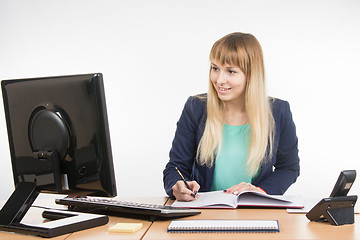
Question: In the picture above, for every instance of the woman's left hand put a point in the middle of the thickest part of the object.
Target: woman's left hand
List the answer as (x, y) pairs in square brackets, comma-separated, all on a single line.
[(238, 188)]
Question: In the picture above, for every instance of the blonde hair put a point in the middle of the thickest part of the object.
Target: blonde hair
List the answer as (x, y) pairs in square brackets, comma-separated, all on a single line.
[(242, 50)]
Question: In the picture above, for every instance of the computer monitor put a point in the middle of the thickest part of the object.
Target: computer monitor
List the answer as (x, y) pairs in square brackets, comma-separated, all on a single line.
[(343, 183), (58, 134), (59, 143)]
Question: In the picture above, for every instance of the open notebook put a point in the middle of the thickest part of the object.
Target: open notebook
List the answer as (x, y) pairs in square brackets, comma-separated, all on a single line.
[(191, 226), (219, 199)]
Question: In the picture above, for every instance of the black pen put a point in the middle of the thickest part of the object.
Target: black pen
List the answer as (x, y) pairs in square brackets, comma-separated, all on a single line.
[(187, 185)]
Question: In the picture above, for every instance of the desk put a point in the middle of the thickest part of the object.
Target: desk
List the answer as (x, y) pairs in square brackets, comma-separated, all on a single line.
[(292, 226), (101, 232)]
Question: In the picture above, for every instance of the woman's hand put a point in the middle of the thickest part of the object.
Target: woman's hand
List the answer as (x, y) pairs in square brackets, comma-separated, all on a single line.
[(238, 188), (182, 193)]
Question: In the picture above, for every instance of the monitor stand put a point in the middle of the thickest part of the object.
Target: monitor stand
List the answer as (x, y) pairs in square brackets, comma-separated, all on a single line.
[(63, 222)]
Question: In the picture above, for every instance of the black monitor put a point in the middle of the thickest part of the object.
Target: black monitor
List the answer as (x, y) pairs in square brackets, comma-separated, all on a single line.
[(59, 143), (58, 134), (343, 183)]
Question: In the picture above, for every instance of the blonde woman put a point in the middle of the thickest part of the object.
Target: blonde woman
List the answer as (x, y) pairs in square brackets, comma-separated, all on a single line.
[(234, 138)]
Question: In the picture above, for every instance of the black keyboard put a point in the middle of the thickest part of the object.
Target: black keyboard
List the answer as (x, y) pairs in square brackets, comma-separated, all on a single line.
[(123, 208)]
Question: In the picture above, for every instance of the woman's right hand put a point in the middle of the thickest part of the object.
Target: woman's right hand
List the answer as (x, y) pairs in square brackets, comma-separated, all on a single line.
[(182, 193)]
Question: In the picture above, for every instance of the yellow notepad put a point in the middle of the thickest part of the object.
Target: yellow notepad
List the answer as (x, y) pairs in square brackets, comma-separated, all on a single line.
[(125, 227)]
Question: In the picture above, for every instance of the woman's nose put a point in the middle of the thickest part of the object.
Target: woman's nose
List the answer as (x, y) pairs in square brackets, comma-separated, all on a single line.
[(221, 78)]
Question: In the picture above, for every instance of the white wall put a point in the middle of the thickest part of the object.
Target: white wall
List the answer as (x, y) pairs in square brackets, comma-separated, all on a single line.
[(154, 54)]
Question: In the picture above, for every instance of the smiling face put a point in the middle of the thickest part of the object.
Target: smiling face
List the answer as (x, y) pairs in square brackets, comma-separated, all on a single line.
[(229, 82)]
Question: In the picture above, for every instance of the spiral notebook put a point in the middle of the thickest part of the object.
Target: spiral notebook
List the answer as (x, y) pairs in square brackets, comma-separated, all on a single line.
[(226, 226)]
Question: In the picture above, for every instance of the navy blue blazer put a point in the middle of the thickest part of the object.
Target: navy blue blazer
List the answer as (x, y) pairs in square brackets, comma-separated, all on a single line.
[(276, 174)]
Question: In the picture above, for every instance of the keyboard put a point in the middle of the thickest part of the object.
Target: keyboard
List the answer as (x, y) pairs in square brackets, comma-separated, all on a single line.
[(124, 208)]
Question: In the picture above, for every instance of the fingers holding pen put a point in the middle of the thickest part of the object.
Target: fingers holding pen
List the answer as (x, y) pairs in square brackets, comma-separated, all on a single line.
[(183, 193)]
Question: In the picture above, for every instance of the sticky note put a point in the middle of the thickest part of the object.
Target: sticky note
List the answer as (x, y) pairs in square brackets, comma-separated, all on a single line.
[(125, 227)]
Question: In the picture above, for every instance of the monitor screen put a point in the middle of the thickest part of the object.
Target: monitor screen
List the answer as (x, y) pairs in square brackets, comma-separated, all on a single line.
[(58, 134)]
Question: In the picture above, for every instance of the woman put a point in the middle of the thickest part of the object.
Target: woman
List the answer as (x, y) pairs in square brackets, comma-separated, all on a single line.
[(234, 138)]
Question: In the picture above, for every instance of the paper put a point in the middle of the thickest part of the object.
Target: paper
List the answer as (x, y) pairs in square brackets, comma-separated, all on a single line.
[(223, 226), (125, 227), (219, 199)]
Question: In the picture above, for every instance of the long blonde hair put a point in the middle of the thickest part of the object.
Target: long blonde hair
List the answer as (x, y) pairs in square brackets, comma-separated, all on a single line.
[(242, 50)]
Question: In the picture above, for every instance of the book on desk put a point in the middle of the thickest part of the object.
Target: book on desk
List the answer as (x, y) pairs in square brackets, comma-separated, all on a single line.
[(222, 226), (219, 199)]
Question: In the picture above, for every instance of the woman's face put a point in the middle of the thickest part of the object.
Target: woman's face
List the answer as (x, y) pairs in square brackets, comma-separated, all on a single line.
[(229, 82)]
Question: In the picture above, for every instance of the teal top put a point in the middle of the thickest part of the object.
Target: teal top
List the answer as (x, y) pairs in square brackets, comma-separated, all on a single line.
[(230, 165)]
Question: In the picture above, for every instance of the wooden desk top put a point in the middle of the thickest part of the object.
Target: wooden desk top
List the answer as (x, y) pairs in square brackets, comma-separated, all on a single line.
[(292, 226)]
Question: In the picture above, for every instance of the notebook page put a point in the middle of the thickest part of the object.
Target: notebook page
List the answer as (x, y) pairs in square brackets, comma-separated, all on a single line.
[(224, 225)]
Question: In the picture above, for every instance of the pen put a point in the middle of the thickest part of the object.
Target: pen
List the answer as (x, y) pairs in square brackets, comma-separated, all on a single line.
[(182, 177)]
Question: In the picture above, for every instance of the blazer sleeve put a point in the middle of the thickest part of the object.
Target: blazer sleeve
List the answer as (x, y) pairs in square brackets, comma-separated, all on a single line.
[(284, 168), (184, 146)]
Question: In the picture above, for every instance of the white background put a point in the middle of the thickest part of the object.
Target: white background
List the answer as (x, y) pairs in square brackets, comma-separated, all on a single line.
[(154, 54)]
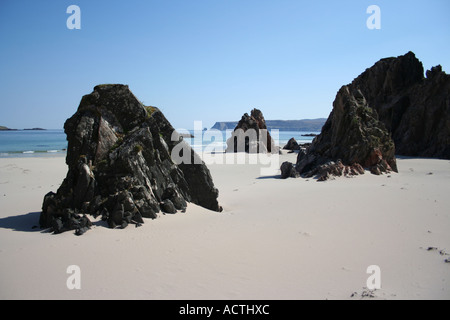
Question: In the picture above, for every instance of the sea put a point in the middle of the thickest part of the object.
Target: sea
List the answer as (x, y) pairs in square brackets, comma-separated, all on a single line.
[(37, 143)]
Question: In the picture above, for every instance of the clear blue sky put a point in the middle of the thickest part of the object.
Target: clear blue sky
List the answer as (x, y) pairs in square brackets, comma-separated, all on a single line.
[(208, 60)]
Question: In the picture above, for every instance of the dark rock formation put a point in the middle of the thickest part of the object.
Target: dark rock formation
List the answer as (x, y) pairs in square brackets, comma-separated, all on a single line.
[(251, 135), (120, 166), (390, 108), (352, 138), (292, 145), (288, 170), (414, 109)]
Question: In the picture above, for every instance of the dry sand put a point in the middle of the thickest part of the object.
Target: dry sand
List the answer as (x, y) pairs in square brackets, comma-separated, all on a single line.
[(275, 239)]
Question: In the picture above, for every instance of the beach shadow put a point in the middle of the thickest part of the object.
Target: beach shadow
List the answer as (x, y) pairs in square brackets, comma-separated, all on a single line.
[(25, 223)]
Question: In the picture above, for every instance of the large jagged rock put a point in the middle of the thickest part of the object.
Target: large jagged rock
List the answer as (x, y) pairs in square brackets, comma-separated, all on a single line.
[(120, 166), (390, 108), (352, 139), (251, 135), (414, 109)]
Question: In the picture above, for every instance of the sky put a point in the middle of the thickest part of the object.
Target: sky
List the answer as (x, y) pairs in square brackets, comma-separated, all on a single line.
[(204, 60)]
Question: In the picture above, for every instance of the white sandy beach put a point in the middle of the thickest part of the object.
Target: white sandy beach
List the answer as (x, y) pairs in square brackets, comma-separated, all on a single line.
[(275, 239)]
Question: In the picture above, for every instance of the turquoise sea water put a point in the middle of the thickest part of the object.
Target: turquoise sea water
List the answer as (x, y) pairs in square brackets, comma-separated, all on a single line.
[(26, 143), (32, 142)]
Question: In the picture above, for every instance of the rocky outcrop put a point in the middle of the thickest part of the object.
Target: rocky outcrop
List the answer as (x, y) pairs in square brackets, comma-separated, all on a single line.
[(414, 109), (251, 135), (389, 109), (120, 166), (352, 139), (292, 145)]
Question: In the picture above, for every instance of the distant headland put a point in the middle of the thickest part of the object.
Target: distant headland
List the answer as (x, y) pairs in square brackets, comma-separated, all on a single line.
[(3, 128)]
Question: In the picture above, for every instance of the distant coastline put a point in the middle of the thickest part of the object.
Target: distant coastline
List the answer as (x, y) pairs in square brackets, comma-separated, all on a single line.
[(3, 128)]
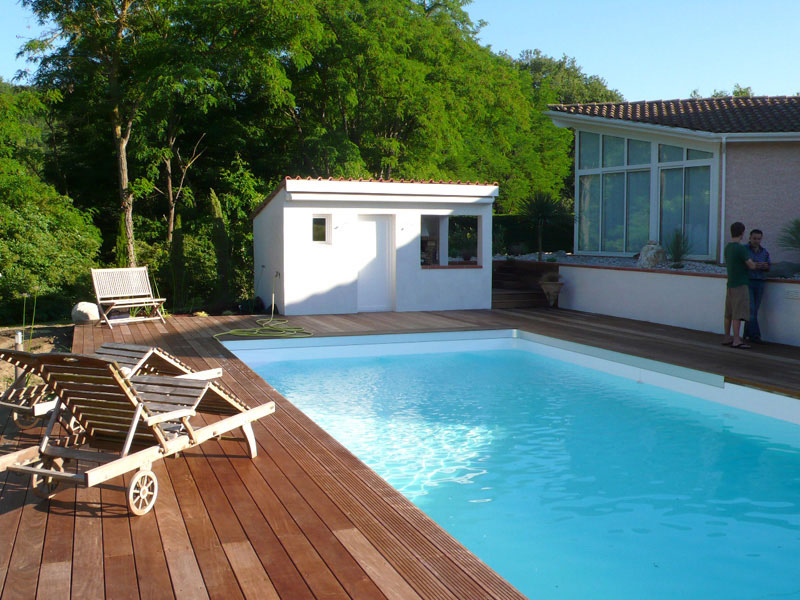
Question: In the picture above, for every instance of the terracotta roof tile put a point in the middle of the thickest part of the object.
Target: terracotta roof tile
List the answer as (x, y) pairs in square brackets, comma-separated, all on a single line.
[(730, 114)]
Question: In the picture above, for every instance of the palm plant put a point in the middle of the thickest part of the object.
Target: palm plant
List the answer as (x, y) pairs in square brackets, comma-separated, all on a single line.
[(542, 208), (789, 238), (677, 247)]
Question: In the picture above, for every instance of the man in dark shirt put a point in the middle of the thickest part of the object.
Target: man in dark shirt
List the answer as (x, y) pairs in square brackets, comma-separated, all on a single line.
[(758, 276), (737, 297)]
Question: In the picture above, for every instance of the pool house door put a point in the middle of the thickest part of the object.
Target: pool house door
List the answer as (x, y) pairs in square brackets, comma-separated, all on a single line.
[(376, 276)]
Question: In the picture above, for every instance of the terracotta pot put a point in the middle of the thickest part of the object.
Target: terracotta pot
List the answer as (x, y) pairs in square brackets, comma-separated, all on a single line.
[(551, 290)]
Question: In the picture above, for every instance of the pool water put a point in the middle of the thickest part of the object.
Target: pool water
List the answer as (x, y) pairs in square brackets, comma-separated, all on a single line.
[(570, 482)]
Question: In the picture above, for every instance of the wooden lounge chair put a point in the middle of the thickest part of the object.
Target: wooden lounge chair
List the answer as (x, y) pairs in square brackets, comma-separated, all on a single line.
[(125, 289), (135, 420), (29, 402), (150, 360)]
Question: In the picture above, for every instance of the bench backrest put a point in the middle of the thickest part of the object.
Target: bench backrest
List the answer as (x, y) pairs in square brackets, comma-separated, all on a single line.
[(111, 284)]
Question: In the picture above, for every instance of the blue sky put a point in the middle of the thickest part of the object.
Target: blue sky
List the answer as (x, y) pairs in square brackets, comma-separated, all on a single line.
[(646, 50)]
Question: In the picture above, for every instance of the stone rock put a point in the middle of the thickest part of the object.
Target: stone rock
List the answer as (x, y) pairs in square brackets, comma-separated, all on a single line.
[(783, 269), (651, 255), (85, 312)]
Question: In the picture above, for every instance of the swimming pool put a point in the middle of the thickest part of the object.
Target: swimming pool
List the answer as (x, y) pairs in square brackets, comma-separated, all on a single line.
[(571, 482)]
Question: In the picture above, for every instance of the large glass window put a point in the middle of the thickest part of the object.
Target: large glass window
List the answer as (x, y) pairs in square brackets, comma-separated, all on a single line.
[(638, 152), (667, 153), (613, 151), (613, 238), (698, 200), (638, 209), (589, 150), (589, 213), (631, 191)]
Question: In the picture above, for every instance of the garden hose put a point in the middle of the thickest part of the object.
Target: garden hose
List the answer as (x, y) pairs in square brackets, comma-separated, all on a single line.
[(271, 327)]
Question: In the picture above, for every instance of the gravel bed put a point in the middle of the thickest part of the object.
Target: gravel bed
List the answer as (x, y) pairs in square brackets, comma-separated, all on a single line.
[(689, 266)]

_WORK TO COMPLETE:_
Return the lines word for word, from the very first one up to and including the line that contains "[(63, 222)]". Leave out the pictures.

_ANSWER TO THIS TASK:_
Question: In the picture above, for every instance of the woman's left hand put a point in the middle of the thickest part of the object.
Target: woman's left hand
List the answer as (x, y) pairs in square brackets, comma-separated, all on a single line.
[(238, 188)]
Question: In the picture above, for every instance of the blonde hair put a point in the middle of the thickest part of the object.
Target: blonde hair
List the answer as (x, y) pairs in square brackets, comma-separated, all on a single line.
[(242, 50)]
Question: In the picture above, for every instance of the computer monitor put a point in the middle of the thickest part of the object.
Target: computer monitor
List the answer as (x, y) pairs in square brackets, comma-separated, all on a single line.
[(343, 183), (58, 134), (59, 143)]
Question: In the picture above, for every instance of the open notebook put a point in the middle of the thickest part of the object.
Target: open notebook
List the answer as (x, y) pairs in square brackets, comma-separated, all on a single line.
[(191, 226), (219, 199)]
Question: In the picture above, for every instance of the black pen put a point in the middle of the thickest part of the object.
Target: black pen
List the answer as (x, y) pairs in square brackets, comma-separated, all on a single line.
[(187, 185)]
Question: In the picture above, for every instance of the desk put a point in the middle of the thickest part of the object.
Target: desk
List the answer as (x, y) pairs in square brackets, comma-separated, all on a single line.
[(292, 226), (101, 232)]
Question: In the picture above, for every instance of the woman's hand put a point in the middle of the thickest part of the object.
Target: woman's hand
List the answer as (x, y) pairs in square brackets, comma-separated, all on a single line.
[(238, 188), (182, 193)]
Question: In the picture above, for every instance of the monitor stand put a point in the middle of the thickest part of the object.
Target: monitor stand
List the answer as (x, y) pairs in square brackets, comma-separated, all on a single line.
[(63, 222)]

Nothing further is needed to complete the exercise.